** START OF Text extract **
Ready SIM sounds like it offered a very attractive plan. Nice not having to worry about cancelling later (we just had to cancel our Puretalk). And you're right - 1 GB ended up being a lot. I had purposely made sure I got at least 2GB because I had planned to surf online a lot and use social media during our trip and knew we only had access to free wifi in our hotels at night. With Puretalk, I only used 0.5 GB in 2 weeks and had loads left. On top of that, they calculated my minutes by the second so even after calling Otto (Disneyland wait times number) about 10-15 times a day for 5 days, I still had a bunch of minutes left over from my 80 minute allotment.


----------



## Sunshine25

Pure Talk does not ship to Canada


----------



## elaine amj

Sunshine25 said:


> Pure Talk does not ship to Canada



 

you could have it shipped to your hotel if you wanted. Otherwise you'll have to consider other options.


----------



## elaine amj

elaine amj said:


> Reporting back  I ordered a Truphone SIM and it arrived quickly. I activated it when I was in the US but had some trouble - it just wouldn't work as they said it would. I called and talked to a super friendly rep in the Phillipines with perfect English. She tried a couple of things quickly and then said that there were problems with the activation which she promised would be fixed within an hour. She offered to call/email me the moment it was fixed. I was leaving the US at that time and told her I was worried because I wouldn't be able to test the data properly since I would be in Canada ($4.50/MB - ouch!. She immediately offered me a $15 credit (my activation fee) to make up for the trouble (and to pay for my data testing in Canada). Wow.
> 
> As promised, it worked when I got home and I tested it in Canada, paying $4.50/MB. The credit showed up immediately. I was very impressed now.
> 
> Best of all, logging in online displays my detailed bill easily letting me see exactly what I used and when. It promises to show up within an hour (In practice, it showed up almost immediately). Great for monitoring use.
> 
> I was at Universal Studios last weekend and it worked flawlessly. With wifi everywhere I knew I wouldn't use data much but still wanted it available. This is what I used:
> 
> - 1 call (3mins) to Universal dining to make a dining reservation (did not want to fuss with making it online at that time).
** END OF Text extract **
** START OF Dataset extract **
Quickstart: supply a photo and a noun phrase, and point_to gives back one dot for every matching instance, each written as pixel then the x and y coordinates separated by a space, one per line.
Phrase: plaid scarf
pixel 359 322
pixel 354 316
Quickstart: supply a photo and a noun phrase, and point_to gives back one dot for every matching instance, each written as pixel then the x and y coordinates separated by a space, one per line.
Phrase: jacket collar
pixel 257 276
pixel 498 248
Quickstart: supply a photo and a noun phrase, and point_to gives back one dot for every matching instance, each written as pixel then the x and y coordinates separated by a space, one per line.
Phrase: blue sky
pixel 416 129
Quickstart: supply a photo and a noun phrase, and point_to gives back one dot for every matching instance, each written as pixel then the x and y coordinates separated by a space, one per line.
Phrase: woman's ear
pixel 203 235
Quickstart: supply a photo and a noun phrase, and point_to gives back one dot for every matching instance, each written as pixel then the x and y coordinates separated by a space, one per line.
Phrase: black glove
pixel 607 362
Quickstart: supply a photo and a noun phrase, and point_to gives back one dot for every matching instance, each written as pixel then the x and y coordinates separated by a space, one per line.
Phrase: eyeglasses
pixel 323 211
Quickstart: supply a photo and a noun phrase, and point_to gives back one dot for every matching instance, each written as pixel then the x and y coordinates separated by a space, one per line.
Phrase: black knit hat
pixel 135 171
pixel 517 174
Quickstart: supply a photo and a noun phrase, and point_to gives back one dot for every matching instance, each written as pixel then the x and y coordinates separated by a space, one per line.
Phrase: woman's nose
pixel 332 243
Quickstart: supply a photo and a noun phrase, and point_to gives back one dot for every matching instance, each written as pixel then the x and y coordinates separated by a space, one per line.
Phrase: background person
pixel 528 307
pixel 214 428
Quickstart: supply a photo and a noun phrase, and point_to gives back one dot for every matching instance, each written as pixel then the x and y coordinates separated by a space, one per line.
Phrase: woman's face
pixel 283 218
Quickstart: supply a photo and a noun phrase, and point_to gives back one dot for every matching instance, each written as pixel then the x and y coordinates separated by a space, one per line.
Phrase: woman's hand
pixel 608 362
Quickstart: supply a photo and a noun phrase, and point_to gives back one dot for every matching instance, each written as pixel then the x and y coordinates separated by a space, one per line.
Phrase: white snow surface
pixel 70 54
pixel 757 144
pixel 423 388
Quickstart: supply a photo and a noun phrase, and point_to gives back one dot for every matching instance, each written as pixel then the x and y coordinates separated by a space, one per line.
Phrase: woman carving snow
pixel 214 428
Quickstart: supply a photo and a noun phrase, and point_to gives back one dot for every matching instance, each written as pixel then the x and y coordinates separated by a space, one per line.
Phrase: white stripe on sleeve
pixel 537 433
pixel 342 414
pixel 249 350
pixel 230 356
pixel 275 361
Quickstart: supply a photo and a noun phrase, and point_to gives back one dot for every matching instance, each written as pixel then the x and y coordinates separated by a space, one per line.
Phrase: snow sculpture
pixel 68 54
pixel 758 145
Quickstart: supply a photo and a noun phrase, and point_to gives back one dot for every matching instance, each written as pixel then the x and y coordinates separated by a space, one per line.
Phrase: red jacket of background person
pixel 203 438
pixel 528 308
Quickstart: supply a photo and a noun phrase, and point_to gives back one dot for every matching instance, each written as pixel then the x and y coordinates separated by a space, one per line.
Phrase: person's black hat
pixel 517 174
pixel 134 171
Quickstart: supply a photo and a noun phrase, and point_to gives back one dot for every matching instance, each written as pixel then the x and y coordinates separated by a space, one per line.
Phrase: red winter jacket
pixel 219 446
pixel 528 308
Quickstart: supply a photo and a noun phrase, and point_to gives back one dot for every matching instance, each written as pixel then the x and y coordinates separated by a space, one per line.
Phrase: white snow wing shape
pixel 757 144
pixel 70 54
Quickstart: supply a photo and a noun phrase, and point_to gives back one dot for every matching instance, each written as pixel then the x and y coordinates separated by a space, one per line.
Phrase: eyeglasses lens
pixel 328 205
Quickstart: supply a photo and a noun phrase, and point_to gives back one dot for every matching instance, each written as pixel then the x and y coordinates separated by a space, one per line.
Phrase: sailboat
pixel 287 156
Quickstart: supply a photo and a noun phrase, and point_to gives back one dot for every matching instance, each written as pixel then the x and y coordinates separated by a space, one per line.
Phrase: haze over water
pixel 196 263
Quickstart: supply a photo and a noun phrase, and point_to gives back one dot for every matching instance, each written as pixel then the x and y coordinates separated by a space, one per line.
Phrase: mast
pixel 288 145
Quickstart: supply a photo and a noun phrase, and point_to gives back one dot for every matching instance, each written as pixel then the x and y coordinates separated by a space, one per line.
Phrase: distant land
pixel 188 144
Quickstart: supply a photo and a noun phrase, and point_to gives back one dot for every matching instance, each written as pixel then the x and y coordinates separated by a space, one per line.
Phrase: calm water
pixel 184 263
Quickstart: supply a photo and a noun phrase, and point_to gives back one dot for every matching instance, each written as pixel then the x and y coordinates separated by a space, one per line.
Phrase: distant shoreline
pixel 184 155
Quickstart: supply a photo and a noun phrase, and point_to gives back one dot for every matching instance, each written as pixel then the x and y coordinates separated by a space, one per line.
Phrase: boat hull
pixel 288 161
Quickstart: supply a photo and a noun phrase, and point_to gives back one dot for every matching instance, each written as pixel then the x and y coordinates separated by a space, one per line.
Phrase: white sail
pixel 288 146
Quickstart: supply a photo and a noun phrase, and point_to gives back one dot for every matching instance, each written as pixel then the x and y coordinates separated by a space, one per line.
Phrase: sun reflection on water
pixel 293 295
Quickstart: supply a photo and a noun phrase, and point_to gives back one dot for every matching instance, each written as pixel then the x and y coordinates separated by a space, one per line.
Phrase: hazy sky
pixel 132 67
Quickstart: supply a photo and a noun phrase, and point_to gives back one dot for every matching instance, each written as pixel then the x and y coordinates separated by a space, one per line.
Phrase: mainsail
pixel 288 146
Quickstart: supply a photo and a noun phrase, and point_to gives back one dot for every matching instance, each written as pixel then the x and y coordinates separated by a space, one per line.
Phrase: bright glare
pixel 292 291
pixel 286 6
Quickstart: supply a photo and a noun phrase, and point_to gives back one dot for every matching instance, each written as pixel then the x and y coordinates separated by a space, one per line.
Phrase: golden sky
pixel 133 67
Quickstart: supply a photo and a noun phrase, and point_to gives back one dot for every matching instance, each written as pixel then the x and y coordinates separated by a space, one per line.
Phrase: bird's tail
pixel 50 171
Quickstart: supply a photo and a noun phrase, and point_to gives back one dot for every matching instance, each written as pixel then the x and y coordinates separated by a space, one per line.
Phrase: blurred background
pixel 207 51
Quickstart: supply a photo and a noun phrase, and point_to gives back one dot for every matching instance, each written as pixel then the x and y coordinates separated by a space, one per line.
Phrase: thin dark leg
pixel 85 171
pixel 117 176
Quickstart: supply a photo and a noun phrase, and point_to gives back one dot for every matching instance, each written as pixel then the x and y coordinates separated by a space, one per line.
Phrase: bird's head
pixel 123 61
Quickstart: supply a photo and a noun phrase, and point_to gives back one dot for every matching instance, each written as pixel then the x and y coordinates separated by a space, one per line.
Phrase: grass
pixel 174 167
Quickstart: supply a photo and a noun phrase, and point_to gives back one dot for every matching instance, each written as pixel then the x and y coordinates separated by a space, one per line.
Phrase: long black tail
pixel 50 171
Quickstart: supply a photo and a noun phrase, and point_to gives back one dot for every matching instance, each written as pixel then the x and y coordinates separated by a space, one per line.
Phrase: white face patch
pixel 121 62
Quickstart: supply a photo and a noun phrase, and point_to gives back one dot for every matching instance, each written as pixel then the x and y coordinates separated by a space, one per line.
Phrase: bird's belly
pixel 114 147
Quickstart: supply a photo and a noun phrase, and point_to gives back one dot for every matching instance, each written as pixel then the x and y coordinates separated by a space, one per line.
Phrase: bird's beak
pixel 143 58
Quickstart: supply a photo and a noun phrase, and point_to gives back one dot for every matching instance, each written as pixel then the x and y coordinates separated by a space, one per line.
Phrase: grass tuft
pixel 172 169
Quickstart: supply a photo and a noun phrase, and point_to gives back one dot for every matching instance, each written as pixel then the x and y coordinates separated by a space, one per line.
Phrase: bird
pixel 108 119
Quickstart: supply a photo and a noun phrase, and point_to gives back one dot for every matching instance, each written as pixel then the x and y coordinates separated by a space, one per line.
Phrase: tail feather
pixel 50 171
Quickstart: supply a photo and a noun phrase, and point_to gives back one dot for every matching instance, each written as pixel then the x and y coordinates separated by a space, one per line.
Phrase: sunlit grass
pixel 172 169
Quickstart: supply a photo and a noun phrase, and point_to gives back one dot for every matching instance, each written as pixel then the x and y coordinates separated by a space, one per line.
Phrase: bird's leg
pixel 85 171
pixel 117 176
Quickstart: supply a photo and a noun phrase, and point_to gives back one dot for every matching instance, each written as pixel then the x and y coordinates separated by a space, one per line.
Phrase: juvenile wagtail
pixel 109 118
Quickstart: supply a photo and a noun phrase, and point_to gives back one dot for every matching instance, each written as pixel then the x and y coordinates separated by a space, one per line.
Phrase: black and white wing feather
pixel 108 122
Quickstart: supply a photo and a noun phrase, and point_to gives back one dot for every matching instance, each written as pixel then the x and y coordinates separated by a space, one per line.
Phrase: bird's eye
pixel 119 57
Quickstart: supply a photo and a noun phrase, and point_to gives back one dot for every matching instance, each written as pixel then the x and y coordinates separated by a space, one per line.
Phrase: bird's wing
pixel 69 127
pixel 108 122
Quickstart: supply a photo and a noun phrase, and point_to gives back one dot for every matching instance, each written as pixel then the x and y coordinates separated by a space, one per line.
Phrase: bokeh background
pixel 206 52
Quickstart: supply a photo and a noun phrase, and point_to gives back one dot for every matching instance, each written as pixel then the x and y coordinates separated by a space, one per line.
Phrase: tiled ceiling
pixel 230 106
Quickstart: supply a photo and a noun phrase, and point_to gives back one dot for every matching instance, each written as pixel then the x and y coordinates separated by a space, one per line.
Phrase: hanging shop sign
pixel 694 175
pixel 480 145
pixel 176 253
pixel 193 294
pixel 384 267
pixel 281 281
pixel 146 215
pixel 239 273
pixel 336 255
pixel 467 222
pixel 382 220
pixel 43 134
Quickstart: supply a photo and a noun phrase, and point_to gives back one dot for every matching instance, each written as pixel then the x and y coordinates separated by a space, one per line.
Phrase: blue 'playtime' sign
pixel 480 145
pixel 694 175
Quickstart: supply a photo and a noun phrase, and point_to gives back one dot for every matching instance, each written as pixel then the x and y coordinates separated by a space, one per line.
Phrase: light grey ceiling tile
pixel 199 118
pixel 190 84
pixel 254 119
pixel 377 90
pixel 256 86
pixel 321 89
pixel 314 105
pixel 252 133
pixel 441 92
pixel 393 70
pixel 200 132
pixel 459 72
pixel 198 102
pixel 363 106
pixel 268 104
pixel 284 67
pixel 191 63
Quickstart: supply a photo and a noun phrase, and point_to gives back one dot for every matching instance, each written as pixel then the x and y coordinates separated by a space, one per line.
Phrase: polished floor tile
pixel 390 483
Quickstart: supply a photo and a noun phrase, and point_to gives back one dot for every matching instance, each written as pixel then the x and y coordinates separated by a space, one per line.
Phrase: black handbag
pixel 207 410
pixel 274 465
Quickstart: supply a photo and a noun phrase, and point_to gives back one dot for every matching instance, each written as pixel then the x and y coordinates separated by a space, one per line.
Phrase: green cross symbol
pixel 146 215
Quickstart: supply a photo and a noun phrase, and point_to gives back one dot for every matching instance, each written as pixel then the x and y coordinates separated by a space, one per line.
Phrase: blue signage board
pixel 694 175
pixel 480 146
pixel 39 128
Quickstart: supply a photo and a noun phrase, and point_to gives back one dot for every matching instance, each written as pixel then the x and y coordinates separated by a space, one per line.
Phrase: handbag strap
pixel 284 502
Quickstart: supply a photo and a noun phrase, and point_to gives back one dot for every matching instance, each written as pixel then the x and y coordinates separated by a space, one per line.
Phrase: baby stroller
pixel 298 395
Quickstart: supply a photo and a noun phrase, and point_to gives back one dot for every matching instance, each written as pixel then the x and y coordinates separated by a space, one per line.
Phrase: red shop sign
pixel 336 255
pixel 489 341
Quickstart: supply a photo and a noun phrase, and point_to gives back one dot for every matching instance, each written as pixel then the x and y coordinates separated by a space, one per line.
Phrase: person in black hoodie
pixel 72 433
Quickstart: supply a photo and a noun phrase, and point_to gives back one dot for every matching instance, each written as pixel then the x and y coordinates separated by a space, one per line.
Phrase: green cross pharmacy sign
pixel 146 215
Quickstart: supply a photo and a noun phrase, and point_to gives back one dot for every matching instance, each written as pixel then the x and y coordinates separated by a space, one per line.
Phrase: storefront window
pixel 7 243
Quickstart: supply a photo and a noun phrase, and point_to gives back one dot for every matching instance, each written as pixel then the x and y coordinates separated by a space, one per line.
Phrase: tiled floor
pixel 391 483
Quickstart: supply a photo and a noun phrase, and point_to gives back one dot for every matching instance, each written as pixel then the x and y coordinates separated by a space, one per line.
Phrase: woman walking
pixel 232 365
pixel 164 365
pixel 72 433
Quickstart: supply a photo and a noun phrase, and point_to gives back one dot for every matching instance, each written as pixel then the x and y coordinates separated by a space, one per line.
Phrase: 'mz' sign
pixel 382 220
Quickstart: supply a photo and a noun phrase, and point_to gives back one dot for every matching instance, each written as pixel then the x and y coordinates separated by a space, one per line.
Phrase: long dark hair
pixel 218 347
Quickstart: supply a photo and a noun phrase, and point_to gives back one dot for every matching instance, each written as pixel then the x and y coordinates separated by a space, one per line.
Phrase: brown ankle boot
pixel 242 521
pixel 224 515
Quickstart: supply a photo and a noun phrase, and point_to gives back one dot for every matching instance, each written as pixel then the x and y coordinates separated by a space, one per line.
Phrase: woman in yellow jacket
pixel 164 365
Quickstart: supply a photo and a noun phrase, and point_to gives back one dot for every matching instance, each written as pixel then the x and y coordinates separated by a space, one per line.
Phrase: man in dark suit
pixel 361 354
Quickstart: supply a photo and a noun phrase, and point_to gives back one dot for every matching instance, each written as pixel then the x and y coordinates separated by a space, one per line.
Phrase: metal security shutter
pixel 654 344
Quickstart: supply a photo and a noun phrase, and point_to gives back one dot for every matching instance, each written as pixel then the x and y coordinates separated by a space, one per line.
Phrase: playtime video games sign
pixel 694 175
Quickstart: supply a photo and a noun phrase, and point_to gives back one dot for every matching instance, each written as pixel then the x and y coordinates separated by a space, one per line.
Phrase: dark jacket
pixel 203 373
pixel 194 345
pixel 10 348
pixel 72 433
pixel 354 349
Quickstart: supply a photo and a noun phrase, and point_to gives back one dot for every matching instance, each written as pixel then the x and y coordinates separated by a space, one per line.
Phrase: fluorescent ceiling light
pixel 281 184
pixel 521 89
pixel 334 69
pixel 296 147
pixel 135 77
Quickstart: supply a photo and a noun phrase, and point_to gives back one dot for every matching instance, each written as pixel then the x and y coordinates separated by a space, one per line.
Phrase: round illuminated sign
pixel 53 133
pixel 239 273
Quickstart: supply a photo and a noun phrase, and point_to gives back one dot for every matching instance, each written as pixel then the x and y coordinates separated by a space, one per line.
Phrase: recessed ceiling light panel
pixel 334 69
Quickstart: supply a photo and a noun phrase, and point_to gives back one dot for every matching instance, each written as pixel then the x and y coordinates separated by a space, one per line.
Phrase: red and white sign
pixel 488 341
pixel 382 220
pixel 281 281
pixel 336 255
** END OF Dataset extract **
- Work to complete
Pick up the forum thread on prepaid SIM cards for travel and continue it from its last line. This data was taken from a separate source.

- Result of this task
> 
> - 1 call to my DH when we split up (9 cents)
> 
> - 1.5 MB to make an Open Table reservation when The Kitchen (at Hard Rock Hotel) said no tables were available for a walkup. I tried doing it with their wifi first but it was horrible there. Irritated, I just switched on my data plan and made the reservation super quickly.
> 
> That's it - everything else was fine with wifi. I spent about 58 cents all weekend.



I just got off the phone with Truphone and I had to come back here to comment - I was so pleased.

I managed to brick my iPhone a couple of days ago. I am planning to use an unlocked Blackberry for an upcoming weekend trip to Kentucky. I called and thankfully, there is no charge for them to mail me a replacement SIM (I was fully expecting to pay something). The kicker is, I have no time to pick it up from my US friend's place (where I send all my US mail). I asked, and amazingly, they will mail it to me here in Canada for free!

I had a couple of different questions so I talked to 2 reps today - both based in the Phillipines. Both spoke excellent English and were very friendly and helpful. I have now interacted with 3 different reps and all have been fabulous. So unexpected considering the reputations of all cellphone companies these days.


----------



## newdeal

First of all...Roam mobility would work well they use the t mobile network and you can get the sim card easily.  That said if I want to make calls at Disney I just use the magic jack app on my phone when connected to disney wifi.  If I want to send a text I just text people who have iPhones and then it goes through iMessage also via wifi.  There are also many other apps that you can send free texts with over wifi to non-iphones as well such as text plus


----------



## Disney_Alli

We used Telaway in August. It was awesome! We were there for 24 days and had unlimited calls, texts and data for the whole trip. We paid about $60 each and they mail the SIM cards to you in Canada. Super easy!


----------



## Sunshine25

Roam Mobility just raised their plans


----------



## xlxo

Even with the $1 daily increase.... there is still significant savings compared to Canadian providers and convenience to getting a pre-paid card when in the USA.

BTW... the increase came with bonus 500mb daily data!

https://www.roammobility.com/plans


----------



## Blackadder337

Does anyone have other non sim card swapping options?   Are there any companies that offer a 1 month option that maybe comes with a phone... preferably a phone that can install the Disney Experience app


----------



## xlxo

Without a sim card swap.... I think you options would be...

airplane mode where your app will not work.
public wifi.  Hope you are using a VPN.
paying roaming charges or getting US plan with your local carrier with limited data
get a second phone, some get phones with dual sim's
For 30 days.... it would justify me to be on Roam Mobility.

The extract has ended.